Items listed in a dataset:

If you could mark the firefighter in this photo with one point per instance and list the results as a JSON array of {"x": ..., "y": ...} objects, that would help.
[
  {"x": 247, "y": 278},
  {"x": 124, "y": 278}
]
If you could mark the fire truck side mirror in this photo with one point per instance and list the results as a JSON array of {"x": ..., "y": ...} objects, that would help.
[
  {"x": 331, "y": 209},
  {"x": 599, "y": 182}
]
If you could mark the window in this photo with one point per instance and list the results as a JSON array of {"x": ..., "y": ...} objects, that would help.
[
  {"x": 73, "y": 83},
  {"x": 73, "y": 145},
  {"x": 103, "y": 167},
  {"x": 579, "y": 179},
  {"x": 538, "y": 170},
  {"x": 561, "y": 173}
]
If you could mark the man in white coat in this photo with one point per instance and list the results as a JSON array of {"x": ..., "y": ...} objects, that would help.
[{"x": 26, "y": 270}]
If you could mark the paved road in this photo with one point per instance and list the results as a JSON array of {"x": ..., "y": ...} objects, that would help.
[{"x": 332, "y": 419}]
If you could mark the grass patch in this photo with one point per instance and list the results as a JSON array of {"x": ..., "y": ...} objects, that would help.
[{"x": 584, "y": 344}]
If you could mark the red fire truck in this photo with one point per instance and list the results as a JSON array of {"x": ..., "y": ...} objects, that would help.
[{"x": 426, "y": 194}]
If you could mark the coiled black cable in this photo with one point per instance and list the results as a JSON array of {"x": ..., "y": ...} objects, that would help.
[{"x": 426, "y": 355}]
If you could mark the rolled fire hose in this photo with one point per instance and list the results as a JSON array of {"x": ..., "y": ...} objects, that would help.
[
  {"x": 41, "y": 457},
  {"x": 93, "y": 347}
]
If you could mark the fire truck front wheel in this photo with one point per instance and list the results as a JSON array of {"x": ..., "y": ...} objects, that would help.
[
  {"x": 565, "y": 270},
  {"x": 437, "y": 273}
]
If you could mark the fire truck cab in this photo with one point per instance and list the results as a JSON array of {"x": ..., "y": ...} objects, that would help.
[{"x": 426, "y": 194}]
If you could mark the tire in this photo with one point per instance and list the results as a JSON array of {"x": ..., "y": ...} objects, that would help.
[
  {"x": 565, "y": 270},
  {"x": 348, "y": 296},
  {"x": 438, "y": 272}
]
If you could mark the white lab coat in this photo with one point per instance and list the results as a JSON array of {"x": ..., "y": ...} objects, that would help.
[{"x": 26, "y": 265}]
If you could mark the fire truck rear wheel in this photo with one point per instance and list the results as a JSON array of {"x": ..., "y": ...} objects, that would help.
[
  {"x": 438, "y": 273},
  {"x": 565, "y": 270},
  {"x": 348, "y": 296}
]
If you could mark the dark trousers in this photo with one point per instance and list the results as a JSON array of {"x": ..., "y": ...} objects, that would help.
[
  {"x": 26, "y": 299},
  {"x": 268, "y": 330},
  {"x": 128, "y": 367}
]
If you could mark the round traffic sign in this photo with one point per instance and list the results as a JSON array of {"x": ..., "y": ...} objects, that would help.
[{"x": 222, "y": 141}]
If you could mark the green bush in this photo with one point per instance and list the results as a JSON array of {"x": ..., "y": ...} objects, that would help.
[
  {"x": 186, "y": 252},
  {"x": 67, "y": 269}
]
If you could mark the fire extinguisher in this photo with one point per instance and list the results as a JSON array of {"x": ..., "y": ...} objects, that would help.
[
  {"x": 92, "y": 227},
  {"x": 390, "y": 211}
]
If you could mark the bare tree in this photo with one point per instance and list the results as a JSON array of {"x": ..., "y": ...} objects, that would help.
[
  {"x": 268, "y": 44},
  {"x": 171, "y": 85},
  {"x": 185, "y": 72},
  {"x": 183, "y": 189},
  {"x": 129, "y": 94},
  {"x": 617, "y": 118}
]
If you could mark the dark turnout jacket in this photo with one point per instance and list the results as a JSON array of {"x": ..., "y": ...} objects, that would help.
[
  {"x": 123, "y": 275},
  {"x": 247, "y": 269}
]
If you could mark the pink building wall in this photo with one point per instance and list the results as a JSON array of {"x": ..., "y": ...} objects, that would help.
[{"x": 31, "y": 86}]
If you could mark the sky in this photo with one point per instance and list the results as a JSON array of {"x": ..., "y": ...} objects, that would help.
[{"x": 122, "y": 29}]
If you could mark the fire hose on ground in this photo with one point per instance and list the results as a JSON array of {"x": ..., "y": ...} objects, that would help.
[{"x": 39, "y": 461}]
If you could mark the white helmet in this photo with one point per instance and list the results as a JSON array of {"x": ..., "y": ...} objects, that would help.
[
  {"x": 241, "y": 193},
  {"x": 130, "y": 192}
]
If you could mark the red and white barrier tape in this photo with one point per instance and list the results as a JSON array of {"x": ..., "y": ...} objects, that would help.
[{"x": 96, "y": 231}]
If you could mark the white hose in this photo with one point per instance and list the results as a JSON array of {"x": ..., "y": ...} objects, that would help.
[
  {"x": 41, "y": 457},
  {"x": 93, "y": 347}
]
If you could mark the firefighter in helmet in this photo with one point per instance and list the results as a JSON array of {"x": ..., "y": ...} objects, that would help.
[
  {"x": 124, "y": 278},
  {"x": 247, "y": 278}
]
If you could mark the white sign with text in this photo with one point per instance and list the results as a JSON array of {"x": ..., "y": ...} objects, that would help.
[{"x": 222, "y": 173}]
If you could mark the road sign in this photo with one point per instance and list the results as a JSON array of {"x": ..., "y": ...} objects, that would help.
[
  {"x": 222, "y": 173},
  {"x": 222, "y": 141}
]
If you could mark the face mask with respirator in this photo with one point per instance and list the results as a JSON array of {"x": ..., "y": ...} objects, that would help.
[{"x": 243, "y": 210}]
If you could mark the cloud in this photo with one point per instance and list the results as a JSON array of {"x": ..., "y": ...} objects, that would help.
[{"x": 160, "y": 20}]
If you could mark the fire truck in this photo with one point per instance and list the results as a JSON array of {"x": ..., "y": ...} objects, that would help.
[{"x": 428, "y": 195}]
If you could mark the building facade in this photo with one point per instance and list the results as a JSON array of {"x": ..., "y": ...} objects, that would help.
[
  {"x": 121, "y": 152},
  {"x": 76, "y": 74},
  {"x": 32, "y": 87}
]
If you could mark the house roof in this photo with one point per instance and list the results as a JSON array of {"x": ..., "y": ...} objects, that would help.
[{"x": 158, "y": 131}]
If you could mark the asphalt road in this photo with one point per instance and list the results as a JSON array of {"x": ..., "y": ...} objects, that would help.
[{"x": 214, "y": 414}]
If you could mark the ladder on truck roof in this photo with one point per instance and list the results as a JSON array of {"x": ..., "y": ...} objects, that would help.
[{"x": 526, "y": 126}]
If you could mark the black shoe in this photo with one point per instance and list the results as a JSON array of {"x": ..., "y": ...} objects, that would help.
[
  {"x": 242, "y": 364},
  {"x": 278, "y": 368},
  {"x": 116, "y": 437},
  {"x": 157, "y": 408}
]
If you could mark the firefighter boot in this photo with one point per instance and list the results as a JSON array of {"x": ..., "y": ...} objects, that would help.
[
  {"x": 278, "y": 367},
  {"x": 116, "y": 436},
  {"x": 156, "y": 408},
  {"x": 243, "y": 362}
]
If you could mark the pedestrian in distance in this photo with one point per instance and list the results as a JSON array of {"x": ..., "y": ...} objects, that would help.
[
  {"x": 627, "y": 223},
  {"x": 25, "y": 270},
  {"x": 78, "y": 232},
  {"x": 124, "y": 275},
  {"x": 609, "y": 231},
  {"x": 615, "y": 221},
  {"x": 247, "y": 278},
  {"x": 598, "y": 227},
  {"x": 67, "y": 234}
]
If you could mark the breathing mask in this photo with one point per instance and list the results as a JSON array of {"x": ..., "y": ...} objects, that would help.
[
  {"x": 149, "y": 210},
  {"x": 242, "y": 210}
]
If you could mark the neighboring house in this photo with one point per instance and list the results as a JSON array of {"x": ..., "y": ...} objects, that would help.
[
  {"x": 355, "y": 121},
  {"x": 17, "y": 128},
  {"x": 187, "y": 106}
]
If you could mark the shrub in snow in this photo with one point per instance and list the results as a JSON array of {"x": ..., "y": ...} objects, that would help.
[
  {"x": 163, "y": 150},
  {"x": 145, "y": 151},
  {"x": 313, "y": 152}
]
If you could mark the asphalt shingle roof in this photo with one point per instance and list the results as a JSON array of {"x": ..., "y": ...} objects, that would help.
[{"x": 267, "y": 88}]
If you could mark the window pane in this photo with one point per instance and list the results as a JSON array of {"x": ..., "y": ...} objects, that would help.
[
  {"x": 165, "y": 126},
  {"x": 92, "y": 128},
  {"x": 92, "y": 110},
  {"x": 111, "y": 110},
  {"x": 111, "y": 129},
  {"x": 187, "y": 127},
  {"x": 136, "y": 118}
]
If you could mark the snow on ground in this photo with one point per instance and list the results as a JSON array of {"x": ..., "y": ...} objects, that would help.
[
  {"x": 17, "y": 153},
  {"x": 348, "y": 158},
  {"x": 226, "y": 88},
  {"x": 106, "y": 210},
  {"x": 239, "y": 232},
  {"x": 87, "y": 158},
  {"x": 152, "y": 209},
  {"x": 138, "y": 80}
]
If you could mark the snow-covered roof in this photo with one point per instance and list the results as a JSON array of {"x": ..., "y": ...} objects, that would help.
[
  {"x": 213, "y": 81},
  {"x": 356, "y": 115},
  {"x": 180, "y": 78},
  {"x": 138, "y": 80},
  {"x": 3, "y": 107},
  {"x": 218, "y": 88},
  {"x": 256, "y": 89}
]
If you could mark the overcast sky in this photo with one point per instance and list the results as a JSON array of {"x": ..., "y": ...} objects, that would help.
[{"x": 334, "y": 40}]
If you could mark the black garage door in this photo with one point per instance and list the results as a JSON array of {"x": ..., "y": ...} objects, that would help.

AIM OF THE TASK> Reproduce only the lines running from the one with "If you could mark the snow-covered" through the final line of the listing above, both ends included.

ANSWER>
If you could mark the snow-covered roof in this photo with one point per instance and list the results as a JSON array of {"x": ..., "y": ...} objects, that would help.
[
  {"x": 213, "y": 81},
  {"x": 356, "y": 115},
  {"x": 180, "y": 78},
  {"x": 138, "y": 80},
  {"x": 3, "y": 107},
  {"x": 218, "y": 88},
  {"x": 256, "y": 89}
]
If you could mark the overcast sky in this photo with one point per instance and list the results as a JSON array of {"x": ..., "y": ...} objects, that would help.
[{"x": 334, "y": 40}]
If you could mark the black garage door in this photo with one point per instance and list the results as a JSON array of {"x": ..., "y": ...} objects, that would help.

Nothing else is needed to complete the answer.